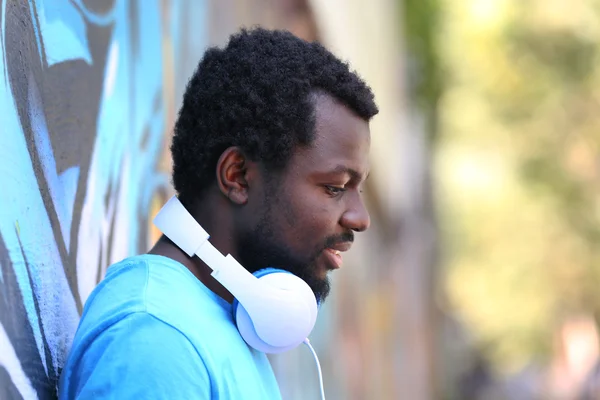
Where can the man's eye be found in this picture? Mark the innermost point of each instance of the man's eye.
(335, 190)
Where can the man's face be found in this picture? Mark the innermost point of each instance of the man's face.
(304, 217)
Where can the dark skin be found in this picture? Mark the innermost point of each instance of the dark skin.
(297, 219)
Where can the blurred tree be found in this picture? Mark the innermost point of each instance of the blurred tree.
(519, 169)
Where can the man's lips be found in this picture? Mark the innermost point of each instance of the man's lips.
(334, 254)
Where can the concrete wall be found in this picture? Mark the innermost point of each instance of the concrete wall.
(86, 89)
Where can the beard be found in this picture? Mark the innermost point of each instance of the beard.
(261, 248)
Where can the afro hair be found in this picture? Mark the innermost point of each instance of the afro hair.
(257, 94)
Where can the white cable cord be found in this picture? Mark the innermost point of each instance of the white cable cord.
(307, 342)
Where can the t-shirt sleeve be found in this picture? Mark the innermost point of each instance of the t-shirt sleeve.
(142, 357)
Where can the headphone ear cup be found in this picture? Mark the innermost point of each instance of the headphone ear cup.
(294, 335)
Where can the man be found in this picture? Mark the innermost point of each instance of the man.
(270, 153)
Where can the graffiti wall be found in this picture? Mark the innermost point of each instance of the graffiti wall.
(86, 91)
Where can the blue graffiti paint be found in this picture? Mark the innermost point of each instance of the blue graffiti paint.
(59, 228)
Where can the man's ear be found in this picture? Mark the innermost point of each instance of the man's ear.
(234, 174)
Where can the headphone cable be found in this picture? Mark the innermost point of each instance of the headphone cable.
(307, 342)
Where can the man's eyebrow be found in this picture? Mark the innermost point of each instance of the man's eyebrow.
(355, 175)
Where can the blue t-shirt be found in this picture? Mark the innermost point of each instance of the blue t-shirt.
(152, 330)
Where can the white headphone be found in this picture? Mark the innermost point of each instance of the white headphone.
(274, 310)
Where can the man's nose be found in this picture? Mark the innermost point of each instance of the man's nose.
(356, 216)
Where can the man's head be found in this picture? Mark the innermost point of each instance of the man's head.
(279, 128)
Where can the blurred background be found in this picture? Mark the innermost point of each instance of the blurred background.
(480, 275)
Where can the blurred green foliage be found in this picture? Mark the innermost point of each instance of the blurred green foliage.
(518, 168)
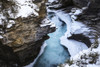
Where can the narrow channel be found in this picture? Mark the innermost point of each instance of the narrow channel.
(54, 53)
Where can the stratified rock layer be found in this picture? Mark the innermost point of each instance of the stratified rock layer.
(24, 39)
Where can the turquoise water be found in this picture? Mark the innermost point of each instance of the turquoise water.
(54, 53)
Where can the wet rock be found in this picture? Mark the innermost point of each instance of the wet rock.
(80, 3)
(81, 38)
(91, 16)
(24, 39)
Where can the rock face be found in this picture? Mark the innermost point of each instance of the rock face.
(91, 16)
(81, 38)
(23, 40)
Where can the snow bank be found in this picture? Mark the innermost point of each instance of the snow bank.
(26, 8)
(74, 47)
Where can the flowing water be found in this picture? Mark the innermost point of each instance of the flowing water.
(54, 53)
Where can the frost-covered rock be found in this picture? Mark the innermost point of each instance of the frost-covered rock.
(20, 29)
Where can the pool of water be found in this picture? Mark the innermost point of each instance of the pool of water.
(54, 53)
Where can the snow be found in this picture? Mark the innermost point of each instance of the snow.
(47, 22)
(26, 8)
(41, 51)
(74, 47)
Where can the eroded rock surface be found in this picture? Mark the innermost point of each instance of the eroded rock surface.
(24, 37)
+--
** DO THIS **
Write out again every line from the one containing "Where can the pool" through the last line, adding -106 to each number in the coordinates.

** TASK RESPONSE **
Where can the pool of water be found in this picture? Mark the innermost point of each instance of the pool of water.
(-52, -53)
Where can the snow be found in this picture? Mark the innermost point of each instance of the snow.
(-59, -84)
(-80, -98)
(-65, -55)
(-32, -59)
Where can the eroded rock surface be found in this picture? Mark the innermost point of each instance of the eroded rock surface.
(-82, -69)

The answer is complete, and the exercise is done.